_WORK ORDER_
Search the material for "tongue" and copy each line in which it is found.

_DATA SHOWN_

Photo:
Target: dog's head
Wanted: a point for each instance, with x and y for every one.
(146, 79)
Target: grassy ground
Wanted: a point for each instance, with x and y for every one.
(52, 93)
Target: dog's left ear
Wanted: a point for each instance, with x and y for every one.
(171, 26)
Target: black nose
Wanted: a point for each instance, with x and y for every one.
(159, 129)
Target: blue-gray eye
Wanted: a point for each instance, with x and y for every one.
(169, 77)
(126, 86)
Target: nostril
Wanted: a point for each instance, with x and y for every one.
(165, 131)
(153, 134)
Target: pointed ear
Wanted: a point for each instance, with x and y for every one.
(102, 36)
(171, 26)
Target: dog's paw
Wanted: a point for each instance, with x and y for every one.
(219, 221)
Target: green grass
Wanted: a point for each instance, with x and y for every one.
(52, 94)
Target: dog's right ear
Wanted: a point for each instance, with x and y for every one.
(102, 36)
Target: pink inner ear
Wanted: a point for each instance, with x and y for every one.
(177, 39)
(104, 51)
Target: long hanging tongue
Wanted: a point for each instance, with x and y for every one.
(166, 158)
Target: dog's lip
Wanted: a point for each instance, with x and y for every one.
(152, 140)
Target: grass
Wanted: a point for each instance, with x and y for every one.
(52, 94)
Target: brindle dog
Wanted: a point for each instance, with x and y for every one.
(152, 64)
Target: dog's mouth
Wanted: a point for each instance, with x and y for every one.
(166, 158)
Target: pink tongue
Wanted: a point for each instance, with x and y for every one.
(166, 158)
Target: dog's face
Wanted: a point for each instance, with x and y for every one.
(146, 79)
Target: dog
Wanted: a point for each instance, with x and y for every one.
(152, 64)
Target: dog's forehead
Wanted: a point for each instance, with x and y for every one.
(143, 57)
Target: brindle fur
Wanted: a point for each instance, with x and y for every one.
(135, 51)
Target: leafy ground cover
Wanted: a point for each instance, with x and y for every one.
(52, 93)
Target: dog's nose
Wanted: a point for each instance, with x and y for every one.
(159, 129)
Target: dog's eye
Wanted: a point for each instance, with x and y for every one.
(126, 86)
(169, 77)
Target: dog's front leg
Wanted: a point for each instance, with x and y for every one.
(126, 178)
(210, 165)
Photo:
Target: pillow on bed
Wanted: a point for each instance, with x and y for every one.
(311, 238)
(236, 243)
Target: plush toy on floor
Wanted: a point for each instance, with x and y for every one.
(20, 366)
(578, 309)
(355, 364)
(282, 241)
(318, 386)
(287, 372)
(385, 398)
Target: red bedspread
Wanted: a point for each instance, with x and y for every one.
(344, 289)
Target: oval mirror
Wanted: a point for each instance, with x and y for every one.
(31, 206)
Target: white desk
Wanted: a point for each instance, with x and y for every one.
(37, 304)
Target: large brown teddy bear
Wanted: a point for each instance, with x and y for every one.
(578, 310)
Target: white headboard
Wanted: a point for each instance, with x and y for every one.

_TASK SOLUTION_
Target: long hanging tongue
Target: pink tongue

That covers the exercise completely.